▶ **STATED EXERCISE**:
Return the records that follow, matching each one exactly.

Begin RECORDS FOR THIS EXERCISE

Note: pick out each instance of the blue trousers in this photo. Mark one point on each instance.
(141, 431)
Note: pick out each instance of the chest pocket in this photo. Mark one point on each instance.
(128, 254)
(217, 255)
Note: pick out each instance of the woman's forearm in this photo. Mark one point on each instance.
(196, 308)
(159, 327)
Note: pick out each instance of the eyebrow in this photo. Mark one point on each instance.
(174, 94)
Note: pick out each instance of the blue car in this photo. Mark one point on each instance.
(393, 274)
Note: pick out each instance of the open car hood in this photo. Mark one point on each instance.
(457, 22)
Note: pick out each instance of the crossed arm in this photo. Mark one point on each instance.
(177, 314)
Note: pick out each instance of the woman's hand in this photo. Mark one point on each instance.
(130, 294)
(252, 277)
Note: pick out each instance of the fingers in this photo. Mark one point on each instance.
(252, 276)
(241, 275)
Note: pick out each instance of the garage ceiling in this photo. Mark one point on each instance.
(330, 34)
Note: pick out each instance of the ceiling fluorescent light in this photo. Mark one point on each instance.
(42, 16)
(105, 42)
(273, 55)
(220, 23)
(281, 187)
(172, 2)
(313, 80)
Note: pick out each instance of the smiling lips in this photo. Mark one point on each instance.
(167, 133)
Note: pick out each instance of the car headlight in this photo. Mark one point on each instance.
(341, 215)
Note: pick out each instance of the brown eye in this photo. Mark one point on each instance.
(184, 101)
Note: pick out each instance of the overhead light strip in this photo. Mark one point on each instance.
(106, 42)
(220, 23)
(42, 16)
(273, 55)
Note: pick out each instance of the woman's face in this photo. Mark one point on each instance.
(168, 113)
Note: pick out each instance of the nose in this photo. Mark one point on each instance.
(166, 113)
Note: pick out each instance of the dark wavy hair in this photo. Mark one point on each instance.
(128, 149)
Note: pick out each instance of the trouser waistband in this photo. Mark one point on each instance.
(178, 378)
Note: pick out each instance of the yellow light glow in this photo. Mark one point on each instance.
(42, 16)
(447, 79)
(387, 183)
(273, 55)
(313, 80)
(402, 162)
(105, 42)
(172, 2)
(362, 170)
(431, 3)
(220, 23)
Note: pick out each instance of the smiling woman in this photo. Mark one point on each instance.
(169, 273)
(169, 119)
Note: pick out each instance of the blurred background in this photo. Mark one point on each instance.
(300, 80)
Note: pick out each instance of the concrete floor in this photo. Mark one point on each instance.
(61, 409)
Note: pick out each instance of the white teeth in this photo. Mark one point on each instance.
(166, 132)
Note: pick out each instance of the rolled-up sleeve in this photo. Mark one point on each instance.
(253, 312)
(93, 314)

End RECORDS FOR THIS EXERCISE

▶ **SOLUTION**:
Note: pick out each instance of the blue trousers in this photo. Mark one point on each instance.
(141, 431)
Note: pick out each instance of the chest pocket in this photo. Mark one point on each instance.
(128, 254)
(217, 255)
Note: pick out each instance of the woman's forearm in this photo. Mark one point on each instance.
(196, 308)
(159, 327)
Note: pick out each instance of the eyebrow in this photo. Mark one point on each instance.
(174, 94)
Note: pick out each instance of the blue car in this photo. Mark one point on each instance.
(393, 274)
Note: pick out each instance of the open car hood in this photo. Mark one point on each instance.
(457, 22)
Note: pick out each instance of the crossed arm in this photo. Mark one point on each instance.
(177, 314)
Note: pick out each instance of the woman's hand in this photo. Mark one point on each instance.
(130, 294)
(252, 277)
Note: pick out each instance of the fingers in this photo. Mark one point on each instance.
(252, 276)
(241, 275)
Note: pick out each instance of the garage ceiling in this photo. Mark one point on each instance.
(330, 34)
Note: pick out each instance of the ceiling fluorescent light in this photo. Mark one point on each instance.
(42, 16)
(105, 42)
(273, 55)
(220, 23)
(281, 187)
(172, 2)
(313, 80)
Note: pick out each instance of the smiling lips in this photo. Mark one point on each instance.
(167, 133)
Note: pick out each instance of the car headlight in this photo. Mark one point on each instance.
(341, 215)
Note: pick out each instance of the brown eye in this photo. Mark one point on each instance.
(184, 101)
Note: pick out each instance of the overhead light strip in this photo. Mark one point on each instance.
(106, 42)
(220, 23)
(42, 16)
(273, 55)
Note: pick out each instance of the woman's face in this photo. Mark one point on each instance.
(168, 113)
Note: pick out each instance of the nose in this photo. Mark one point on each instance.
(166, 113)
Note: pick out each instance of the dark wavy hair in this photo. Mark one point on each instance.
(128, 149)
Note: pick out each instance of the trouser waistband in this photo. Mark one point on each instance.
(178, 378)
Note: pick out each instance of the yellow light glow in this photo. Mark one point on each instance.
(42, 16)
(447, 79)
(387, 183)
(273, 55)
(313, 80)
(402, 162)
(105, 42)
(172, 2)
(362, 170)
(431, 3)
(220, 23)
Note: pick out each instance of the smiling woman in this photo. Mark one point on each instance.
(169, 273)
(169, 119)
Note: pick out each instance of the blurred background in this photo. Mark one point on each instance.
(300, 80)
Note: pick out each instance of the concrete floor in this photo. Mark one point on each instance.
(61, 409)
Note: pick out each instance of the white teeth in this photo. Mark one point on each instance.
(166, 132)
Note: pick out each instance of the rolled-up sleeve in this photo. Mark one point on each instance.
(253, 312)
(93, 314)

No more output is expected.